▶ Text excerpt
* * *
2.                                      License Grants.

 

2.1.         Exclusive License.  Subject to the terms and conditions set forth in this Agreement, each of the Licensors hereby grants to Licensee an exclusive, worldwide license under its interest in the Exclusive Patent Rights solely to develop, make, have made, market, offer for sale, sell, have sold and import Licensed Products for use in the field of prevention or treatment of disease in humans and/or animals; provided, however, that:

 

2.1.1. Licensors shall retain, on behalf of themselves and other not-for-profit research organizations, the right to practice the Exclusive Patent Rights for internal research, teaching and other educational purposes only and not for the purpose of commercial development, production, manufacture, distribution or sale of products or provision of services for a fee;

 

2.1.2. the parties acknowledge and agree that Licensed Products will be submitted for development work to be performed under and through the NCI-Rapid Access to Intervention Development (RAID) program; and

 

2.1.3. the U.S. federal government shall retain rights in the Exclusive Patent Rights pursuant to 35 U.S.C. §§ 200-212 and 37 C.F.R. § 401 et seq., and any right granted in this Agreement greater than that permitted under 35 U.S.C. §§ 200-212 or 37 C.F.R. § 401 et seq. shall be subject to modification as may be required to conform to the provisions of those statutes and regulations.
* * *
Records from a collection
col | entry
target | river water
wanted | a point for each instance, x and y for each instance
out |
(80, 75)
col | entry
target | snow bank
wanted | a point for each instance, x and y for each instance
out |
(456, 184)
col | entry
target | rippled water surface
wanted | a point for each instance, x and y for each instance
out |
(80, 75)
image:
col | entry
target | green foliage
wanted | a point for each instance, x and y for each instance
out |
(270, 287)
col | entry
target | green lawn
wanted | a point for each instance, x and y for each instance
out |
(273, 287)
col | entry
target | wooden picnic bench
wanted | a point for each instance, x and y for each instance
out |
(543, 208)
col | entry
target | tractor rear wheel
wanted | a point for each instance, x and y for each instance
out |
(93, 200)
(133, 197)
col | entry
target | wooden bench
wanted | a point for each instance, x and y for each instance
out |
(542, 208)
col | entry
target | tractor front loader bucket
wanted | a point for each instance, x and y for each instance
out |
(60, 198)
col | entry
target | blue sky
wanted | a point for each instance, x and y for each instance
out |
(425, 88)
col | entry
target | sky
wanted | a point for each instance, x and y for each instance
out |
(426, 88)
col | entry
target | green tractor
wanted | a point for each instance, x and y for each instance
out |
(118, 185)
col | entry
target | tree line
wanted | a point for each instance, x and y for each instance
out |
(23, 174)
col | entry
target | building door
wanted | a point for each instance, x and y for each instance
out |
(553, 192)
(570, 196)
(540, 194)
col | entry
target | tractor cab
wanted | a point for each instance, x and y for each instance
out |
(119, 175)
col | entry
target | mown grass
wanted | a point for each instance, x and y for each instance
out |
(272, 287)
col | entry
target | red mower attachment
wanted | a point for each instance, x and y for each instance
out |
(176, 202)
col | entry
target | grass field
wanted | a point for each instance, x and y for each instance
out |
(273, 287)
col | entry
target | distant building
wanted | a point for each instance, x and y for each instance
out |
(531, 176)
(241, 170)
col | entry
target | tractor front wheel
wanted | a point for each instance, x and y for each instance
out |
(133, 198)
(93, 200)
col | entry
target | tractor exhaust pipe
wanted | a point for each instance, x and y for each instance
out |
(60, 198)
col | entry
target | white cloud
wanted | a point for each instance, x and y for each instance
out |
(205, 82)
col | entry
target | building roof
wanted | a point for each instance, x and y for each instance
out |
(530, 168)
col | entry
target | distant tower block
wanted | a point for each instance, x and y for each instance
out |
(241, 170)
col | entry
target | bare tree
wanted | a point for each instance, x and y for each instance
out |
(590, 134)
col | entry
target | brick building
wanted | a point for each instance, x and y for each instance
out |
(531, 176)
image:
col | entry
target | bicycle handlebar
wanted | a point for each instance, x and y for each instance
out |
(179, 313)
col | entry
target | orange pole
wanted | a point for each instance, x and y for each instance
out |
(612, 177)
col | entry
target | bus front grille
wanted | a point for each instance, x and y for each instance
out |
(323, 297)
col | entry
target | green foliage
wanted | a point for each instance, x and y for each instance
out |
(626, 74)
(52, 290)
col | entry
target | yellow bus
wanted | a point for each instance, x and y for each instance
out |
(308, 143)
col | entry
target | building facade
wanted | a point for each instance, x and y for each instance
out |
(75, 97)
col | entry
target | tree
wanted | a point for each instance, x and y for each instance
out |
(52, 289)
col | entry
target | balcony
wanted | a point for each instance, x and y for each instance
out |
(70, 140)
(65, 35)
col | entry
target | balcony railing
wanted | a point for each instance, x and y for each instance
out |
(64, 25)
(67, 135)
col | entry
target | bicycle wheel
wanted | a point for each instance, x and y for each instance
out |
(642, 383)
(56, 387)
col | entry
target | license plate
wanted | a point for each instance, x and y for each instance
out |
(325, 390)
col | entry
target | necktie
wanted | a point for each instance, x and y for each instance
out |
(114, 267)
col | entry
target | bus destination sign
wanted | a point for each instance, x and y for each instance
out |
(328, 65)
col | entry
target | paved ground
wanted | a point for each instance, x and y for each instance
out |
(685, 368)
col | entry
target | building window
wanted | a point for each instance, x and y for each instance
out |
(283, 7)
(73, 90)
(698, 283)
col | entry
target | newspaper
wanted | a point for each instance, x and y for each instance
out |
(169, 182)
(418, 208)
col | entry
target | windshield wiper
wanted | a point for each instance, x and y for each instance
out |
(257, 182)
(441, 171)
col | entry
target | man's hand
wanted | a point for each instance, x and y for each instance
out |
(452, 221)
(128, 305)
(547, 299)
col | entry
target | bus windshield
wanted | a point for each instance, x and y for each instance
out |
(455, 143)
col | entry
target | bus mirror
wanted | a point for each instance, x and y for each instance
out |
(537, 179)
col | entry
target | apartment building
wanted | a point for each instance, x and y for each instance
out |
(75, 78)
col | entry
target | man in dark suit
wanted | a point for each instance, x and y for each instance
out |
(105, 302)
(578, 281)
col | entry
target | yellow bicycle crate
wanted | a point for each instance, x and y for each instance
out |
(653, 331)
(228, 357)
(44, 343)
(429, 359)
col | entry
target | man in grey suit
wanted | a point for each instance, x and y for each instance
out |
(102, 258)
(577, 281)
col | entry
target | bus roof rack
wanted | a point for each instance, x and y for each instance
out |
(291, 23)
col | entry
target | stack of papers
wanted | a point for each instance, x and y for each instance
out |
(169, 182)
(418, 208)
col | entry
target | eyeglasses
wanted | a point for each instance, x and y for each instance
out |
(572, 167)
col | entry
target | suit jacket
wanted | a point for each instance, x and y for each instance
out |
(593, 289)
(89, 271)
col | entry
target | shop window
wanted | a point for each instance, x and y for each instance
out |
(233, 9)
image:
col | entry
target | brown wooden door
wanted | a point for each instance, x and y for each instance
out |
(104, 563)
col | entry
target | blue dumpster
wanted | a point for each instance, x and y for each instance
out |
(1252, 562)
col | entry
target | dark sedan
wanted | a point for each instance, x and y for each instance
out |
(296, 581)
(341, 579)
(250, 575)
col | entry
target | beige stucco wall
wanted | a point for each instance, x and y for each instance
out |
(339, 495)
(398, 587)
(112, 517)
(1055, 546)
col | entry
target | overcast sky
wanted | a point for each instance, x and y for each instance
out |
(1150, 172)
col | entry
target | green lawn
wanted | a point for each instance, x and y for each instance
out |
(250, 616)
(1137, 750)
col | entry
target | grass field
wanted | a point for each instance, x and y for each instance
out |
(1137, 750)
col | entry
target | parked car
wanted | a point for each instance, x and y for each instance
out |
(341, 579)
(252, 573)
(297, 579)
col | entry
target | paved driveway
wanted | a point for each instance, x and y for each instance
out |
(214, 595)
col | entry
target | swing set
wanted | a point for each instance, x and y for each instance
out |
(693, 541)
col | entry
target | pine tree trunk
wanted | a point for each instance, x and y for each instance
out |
* * *
Reproduce the entire license grants text above word for word.

2.                                      License Grants.

 

2.1.         Exclusive License.  Subject to the terms and conditions set forth in this Agreement, each of the Licensors hereby grants to Licensee an exclusive, worldwide license under its interest in the Exclusive Patent Rights solely to develop, make, have made, market, offer for sale, sell, have sold and import Licensed Products for use in the field of prevention or treatment of disease in humans and/or animals; provided, however, that:

 

2.1.1. Licensors shall retain, on behalf of themselves and other not-for-profit research organizations, the right to practice the Exclusive Patent Rights for internal research, teaching and other educational purposes only and not for the purpose of commercial development, production, manufacture, distribution or sale of products or provision of services for a fee;

 

2.1.2. the parties acknowledge and agree that Licensed Products will be submitted for development work to be performed under and through the NCI-Rapid Access to Intervention Development (RAID) program; and

 

2.1.3. the U.S. federal government shall retain rights in the Exclusive Patent Rights pursuant to 35 U.S.C. §§ 200-212 and 37 C.F.R. § 401 et seq., and any right granted in this Agreement greater than that permitted under 35 U.S.C. §§ 200-212 or 37 C.F.R. § 401 et seq. shall be subject to modification as may be required to conform to the provisions of those statutes and regulations.